→ Exercise description
Copy every record exactly, and keep the pictures out.

→ Available records
____

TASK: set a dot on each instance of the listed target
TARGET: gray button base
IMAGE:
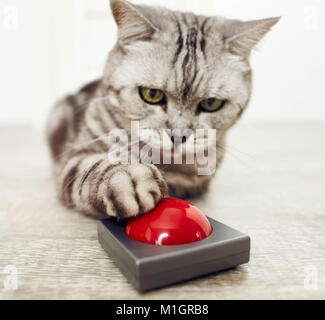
(148, 266)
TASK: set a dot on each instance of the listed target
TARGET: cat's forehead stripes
(190, 40)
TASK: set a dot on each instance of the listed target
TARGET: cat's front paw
(135, 190)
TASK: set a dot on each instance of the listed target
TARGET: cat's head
(179, 70)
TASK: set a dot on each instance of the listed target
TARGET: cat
(167, 70)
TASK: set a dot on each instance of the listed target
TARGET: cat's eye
(212, 104)
(152, 96)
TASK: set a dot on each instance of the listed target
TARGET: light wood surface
(271, 186)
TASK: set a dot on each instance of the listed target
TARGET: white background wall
(50, 47)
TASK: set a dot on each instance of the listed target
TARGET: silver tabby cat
(167, 70)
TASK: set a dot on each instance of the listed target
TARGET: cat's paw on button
(172, 222)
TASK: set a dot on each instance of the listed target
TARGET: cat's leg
(89, 183)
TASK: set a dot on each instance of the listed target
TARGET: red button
(172, 222)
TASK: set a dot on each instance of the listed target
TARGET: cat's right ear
(132, 25)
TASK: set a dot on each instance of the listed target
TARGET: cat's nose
(183, 139)
(180, 137)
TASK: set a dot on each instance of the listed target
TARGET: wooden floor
(271, 186)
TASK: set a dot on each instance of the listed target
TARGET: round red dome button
(172, 222)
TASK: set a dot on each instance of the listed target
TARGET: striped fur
(190, 58)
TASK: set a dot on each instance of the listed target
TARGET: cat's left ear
(132, 25)
(241, 37)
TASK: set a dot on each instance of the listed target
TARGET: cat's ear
(132, 25)
(241, 37)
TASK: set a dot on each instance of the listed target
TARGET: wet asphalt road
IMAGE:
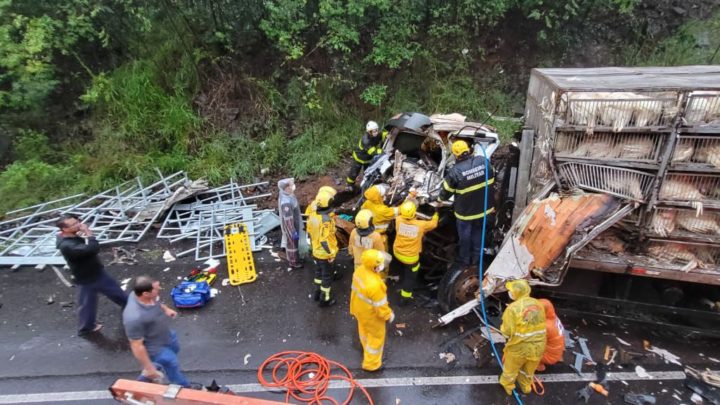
(230, 338)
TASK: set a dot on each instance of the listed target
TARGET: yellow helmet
(408, 209)
(518, 288)
(459, 147)
(372, 258)
(363, 219)
(324, 200)
(327, 189)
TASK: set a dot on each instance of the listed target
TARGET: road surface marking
(368, 383)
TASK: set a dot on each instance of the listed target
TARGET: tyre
(458, 286)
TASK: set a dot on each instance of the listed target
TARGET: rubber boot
(316, 294)
(326, 300)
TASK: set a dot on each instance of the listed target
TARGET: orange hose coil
(306, 377)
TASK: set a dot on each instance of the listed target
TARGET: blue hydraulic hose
(482, 251)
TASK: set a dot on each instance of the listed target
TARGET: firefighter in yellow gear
(312, 207)
(382, 214)
(409, 233)
(369, 305)
(321, 228)
(523, 324)
(364, 237)
(369, 146)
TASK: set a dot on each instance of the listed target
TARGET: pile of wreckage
(126, 212)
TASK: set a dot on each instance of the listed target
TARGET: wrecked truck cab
(415, 156)
(417, 153)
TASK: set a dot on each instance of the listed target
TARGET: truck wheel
(457, 287)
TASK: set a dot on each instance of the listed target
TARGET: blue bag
(191, 294)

____

→ Solution to this exercise
TASK: set a dot on each instance of the listed target
TARGET: gray button base
IMAGE:
(148, 266)
TASK: set a dot on each instance of the listed target
TARGET: cat's forehead stripes
(190, 40)
TASK: set a dot on each instance of the listed target
TARGET: cat's front paw
(135, 190)
TASK: set a dot on each instance of the listed target
TARGET: cat's head
(179, 70)
TASK: set a dot on each instance of the listed target
TARGET: cat
(167, 70)
TASK: set a dot on each instance of the listed target
TARGET: cat's eye
(212, 104)
(152, 96)
TASK: set a dot on each instance of the listed target
TARGET: light wood surface
(271, 186)
TASK: set a dot on each instance of the listed target
TARGET: white background wall
(50, 47)
TASK: set a dot on each instance of the listed target
TARGET: silver tabby cat
(167, 70)
TASK: set a dot on each instance of the listed target
TARGET: cat's paw on button
(172, 222)
TASK: set a dot on each instance of the listed target
TARGET: cat's leg
(89, 183)
TASK: set a dot on each instance of the listed target
TARGET: red button
(172, 222)
TASK: set a dot on each instance of the listed target
TARGET: cat's right ear
(132, 25)
TASK: set a dot on each instance of the listed target
TARGET: cat's nose
(183, 139)
(180, 137)
TASK: set a dot on each instance of the listed target
TARGET: wooden floor
(271, 186)
TASK: set a dot on each instance of the listed target
TARGET: round red dome button
(172, 222)
TASK: set a dot on each instance of the listed target
TARGET: striped fur
(190, 58)
TASK: set a dot on each instance of the listed target
TARGET: cat's left ear
(132, 25)
(241, 37)
TASK: set a dot on each instance of the listed target
TARGET: cat's ear
(132, 25)
(241, 37)
TASK: set a dot on each instance of the listed target
TARGET: wet asphalt road
IMAGE:
(230, 338)
TASK: set a dot on each instance of the listed target
TARGET: yellow helmet
(408, 209)
(518, 288)
(459, 147)
(372, 258)
(363, 219)
(324, 200)
(327, 189)
TASK: set a dot on each instance of the listed target
TARGET: road surface marking
(368, 383)
TASK: set a dot on each instance of the listed target
TARGET: tyre
(458, 286)
TASK: set a dot on each instance of the listed target
TARGET: rubber boot
(316, 294)
(326, 300)
TASK: set a dot on each instance of the listed target
TARGET: orange hose coil
(306, 377)
TASK: set a dot on each instance of the listed target
TARGET: blue hydraulic hose
(482, 251)
TASK: set a dot on each instance of the listed target
TARGET: firefighter in yellow gear
(312, 207)
(382, 214)
(409, 233)
(369, 305)
(321, 228)
(523, 324)
(364, 237)
(369, 146)
TASK: set a dot on each instance of the listed target
TARGET: pile of wreckage
(126, 212)
TASK: set a dot on each instance of the listed target
TARGET: wrecked truck cab
(415, 156)
(417, 153)
TASK: set a dot on each instance of the listed target
TARGET: truck wheel
(457, 287)
TASK: set a dot on each instance of the listed target
TARGET: blue bag
(191, 294)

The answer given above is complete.